## Exercise brief
Please repeat the listing below word for word, keeping every line and the coordinates unchanged.

_ _ _ _ _ _ _

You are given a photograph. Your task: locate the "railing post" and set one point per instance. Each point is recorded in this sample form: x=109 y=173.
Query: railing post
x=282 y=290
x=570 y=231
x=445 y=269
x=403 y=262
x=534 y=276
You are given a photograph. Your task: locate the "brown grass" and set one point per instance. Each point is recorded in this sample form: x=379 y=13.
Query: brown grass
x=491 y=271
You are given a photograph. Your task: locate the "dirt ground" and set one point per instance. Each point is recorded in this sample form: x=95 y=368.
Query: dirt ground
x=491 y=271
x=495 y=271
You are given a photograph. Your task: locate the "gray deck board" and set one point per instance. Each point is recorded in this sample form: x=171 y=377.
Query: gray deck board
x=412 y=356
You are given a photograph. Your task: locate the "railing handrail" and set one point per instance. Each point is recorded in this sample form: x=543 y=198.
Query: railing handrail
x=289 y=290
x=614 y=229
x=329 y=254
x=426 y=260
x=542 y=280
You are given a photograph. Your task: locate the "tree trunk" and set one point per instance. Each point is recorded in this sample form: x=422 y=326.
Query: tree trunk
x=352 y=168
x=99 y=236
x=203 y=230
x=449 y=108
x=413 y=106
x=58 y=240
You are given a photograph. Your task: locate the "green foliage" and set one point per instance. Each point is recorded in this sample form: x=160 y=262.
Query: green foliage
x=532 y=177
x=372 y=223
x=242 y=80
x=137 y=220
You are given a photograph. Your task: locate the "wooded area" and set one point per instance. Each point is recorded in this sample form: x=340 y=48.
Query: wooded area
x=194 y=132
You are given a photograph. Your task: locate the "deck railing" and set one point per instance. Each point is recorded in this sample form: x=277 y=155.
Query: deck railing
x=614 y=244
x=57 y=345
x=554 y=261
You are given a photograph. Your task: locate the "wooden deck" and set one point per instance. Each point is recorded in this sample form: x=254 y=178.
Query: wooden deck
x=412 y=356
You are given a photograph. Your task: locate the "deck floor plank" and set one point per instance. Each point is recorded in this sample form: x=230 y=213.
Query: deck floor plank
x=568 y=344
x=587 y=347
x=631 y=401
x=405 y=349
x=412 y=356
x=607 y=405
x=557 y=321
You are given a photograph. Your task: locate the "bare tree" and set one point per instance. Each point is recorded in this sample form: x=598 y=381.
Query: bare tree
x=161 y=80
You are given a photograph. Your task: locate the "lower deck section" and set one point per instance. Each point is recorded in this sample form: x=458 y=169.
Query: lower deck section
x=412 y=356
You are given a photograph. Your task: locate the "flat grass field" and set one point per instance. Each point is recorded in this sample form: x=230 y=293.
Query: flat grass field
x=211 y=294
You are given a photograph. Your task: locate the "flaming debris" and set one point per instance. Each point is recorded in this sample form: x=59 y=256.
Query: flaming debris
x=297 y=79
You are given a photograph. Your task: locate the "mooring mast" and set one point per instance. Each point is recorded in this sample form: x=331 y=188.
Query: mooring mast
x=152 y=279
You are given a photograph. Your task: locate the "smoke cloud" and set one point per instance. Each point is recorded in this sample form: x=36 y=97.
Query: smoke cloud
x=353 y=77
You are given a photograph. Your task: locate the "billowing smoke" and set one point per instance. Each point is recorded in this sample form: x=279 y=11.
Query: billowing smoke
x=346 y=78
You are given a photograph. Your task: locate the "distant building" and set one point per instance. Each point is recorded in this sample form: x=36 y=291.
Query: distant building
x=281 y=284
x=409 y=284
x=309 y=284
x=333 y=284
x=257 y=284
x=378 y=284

_ _ _ _ _ _ _

## Result
You are given a photograph. Your task: locate the "railing post" and set one point per instance. Each point is recorded in this sample form: x=109 y=173.
Query: railing post
x=282 y=290
x=570 y=231
x=445 y=269
x=403 y=262
x=534 y=276
You are given a photograph. Your task: locate the "brown grass" and set one point per instance. Each point is recorded in this sample form: x=379 y=13.
Query: brown grass
x=491 y=271
You are given a photograph. Your task: locate the "dirt ground" and set one point per instance. Each point is recorded in this sample form: x=95 y=368.
Query: dirt ground
x=491 y=271
x=495 y=271
You are given a photograph. Your task: locate the "gray deck board" and set one point per instance. Each point is recorded in this sample form: x=171 y=377.
Query: gray deck board
x=412 y=356
You are given a photograph. Your task: locate the "railing handrail" and set one point per instance. Each point is recorded in this sample form: x=543 y=198.
Query: railing handrail
x=289 y=290
x=614 y=229
x=329 y=254
x=426 y=260
x=542 y=280
You are given a photograph. Your task: locate the "tree trunk" and set one point per instance. Each point is recorded in this sample form: x=422 y=326.
Query: tree trunk
x=352 y=168
x=99 y=236
x=203 y=230
x=449 y=108
x=413 y=106
x=58 y=240
You are given a photograph. Your task: locate the "green foliage" and set one point per instance. Each point is recorded in this sample form: x=160 y=262.
Query: green foliage
x=532 y=177
x=372 y=223
x=242 y=80
x=137 y=220
You are given a photograph. Your task: locate the "wooded area" and set one point per instance. Each point is recorded in this sample form: x=340 y=48.
Query: wooded area
x=194 y=132
You are given a photograph. Your task: locate the "deck railing" and set one point per instance. Each point is recorded in this sample form: x=277 y=155.
Query: deck railing
x=614 y=244
x=57 y=345
x=554 y=261
You are given a photograph. Your task: locate the "wooden deck" and set one point per instance. Each point is recorded in this sample form: x=254 y=178.
Query: wooden deck
x=412 y=356
You are given a photograph. Your task: locate the "deck floor plank" and set one point per instance. Each point is recorded in this sample form: x=230 y=213.
Query: deck floor plank
x=568 y=344
x=587 y=347
x=631 y=401
x=405 y=349
x=412 y=356
x=607 y=405
x=557 y=321
You are given a photograph. Your task: locate the "bare tree" and set one point per instance. Each point is recorded in this sample form: x=598 y=381.
Query: bare tree
x=161 y=80
You are given a photograph. Your task: locate the "lower deck section" and set one point per instance. Each point is recorded in this sample form: x=458 y=169.
Query: lower deck section
x=412 y=356
You are given a photograph. Your task: locate the "flat grass field" and set one point per instance. Each point is recorded in this sample form: x=230 y=293.
Query: flat grass field
x=211 y=294
You are given a photograph. Your task: locate the "flaming debris" and set one point per instance. Each point is recorded in this sample form: x=59 y=256.
Query: flaming debris
x=297 y=79
You are given a photograph. Your task: locate the "mooring mast" and set one point per instance. Each point is recorded in this sample form: x=331 y=188.
Query: mooring mast
x=152 y=279
You are given a photograph. Your task: locate the "smoke cloud" and set one point per instance. Each point is recorded in this sample form: x=36 y=97.
Query: smoke cloud
x=353 y=77
You are given a photograph. Your task: locate the "billowing smoke" and set one point per instance. Each point is recorded in this sample form: x=279 y=11.
Query: billowing smoke
x=346 y=78
You are given a photograph. Your task: locate the "distant building" and set one point per instance. Each point is recorded in this sample form: x=36 y=291.
Query: distant building
x=281 y=284
x=409 y=284
x=309 y=284
x=333 y=284
x=257 y=284
x=378 y=284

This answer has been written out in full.